▶ WORK TO DO:
Rewrite the rows below, replacing every "Drop one dot" with "Place a single dot" and changing nothing else.

**** AVAILABLE DATA

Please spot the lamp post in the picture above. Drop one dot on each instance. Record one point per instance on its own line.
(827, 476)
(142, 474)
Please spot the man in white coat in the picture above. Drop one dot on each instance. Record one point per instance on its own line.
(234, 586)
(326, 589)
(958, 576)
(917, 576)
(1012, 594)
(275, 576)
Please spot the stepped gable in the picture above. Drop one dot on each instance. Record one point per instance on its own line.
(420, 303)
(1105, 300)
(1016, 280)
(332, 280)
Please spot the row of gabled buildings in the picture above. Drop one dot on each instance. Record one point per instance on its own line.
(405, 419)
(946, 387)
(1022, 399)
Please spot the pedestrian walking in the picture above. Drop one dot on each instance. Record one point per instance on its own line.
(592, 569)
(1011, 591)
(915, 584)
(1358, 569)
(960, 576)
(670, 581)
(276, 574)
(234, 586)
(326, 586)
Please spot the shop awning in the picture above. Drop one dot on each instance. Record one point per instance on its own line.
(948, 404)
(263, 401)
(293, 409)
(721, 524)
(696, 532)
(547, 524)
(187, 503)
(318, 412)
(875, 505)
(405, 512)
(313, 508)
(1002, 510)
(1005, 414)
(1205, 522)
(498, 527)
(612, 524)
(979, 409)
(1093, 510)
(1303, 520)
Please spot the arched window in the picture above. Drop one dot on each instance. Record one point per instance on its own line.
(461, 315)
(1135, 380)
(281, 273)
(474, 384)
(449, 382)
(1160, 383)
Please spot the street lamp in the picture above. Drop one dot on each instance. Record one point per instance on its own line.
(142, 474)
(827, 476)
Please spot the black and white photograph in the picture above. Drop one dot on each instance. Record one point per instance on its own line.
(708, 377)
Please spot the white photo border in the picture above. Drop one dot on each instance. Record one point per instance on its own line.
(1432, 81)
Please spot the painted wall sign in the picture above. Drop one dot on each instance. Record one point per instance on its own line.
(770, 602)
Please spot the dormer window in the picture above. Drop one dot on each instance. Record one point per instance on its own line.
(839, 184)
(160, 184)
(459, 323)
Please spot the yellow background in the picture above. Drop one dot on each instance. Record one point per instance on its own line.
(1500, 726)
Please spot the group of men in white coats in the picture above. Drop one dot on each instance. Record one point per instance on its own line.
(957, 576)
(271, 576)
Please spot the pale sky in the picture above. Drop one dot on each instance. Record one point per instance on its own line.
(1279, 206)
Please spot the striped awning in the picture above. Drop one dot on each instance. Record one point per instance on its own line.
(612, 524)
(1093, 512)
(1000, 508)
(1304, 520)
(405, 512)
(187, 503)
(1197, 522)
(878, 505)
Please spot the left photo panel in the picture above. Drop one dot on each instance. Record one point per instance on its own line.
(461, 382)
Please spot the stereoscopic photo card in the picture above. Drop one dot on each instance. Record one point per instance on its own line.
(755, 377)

********

▶ WRITTEN REPLY:
Please spot the lamp post in the picture above. Place a single dot on each instance. Record one point per instance on its own line.
(827, 476)
(142, 474)
Please spot the man in white coat in the picture above. Place a single dot on each instance. Record one point per instance on its own line.
(234, 586)
(326, 589)
(958, 576)
(917, 576)
(1012, 594)
(275, 576)
Please spot the stepped gable in the picture above. Place a single dot on each instance. Record one point per instance on its own line.
(420, 303)
(1105, 300)
(1016, 280)
(332, 280)
Please spot the row of gabled buildings in the picture above. Place a single dot on each instance. Record one point per instance on its own line.
(405, 419)
(946, 387)
(1022, 399)
Please spot the pedestrian walking in the picture above. Place a single dot on each instance. Record one point per instance on its own line.
(592, 569)
(1011, 591)
(915, 584)
(1358, 569)
(960, 576)
(670, 581)
(276, 574)
(234, 586)
(326, 586)
Please spot the shop awning in the picture above. Place a single dot on each instance. Record one point per instance on its own line.
(948, 404)
(263, 401)
(293, 409)
(721, 524)
(696, 532)
(547, 524)
(187, 503)
(318, 412)
(875, 505)
(405, 512)
(313, 508)
(1002, 510)
(1005, 414)
(1205, 522)
(498, 527)
(612, 524)
(979, 409)
(1093, 510)
(1303, 520)
Please spot the arched window in the picture above. Place a single dot on each instance. Record one point per instance on its own line.
(461, 315)
(1135, 380)
(281, 273)
(474, 384)
(449, 382)
(1160, 383)
Please spot the street lamp in the picture above. Place a single dot on each instance. Record one point per instance on its own line.
(142, 474)
(827, 476)
Please spot the black and white photograph in the picture above. Place a single dot on each instance. Record one point per instance on its own line.
(708, 377)
Please spot the white photo border in the picture above. Place a single dot on each instance. Record one point per instance on its own line.
(1432, 81)
Please spot the painted wall sign in the picture above. Place a single dot on each instance. Record one point per instance on its own line.
(770, 602)
Please spot the dormer window in the picture above. Place a single dot on each instance. Record one point per instance on its own line.
(839, 184)
(160, 184)
(459, 323)
Please spot the yellow background in the picture above. Place a single dot on each instance. Record one point per instance on its own line.
(1500, 726)
Please spot the group of men in white coats in the picture above. Place a single dot on each instance. Record one point per instance on its own line.
(957, 576)
(271, 576)
Please spot the pale sky in the picture above. Place a single dot on each instance. Record one point per instance on its own line.
(1279, 206)
Please spot the striped awning in the picture above. Place a single dot on each instance. Record one point per instance on its own line.
(612, 524)
(1093, 512)
(1000, 508)
(1304, 520)
(405, 512)
(187, 503)
(1197, 522)
(878, 505)
Please spot the left photo panel in the picture above. Place a single dot on each instance. Record one point per instance on its own line.
(461, 382)
Please spot the stereoscopic photo card in the picture above. Place a single dot on each instance. Record one point per instance on its own line.
(755, 377)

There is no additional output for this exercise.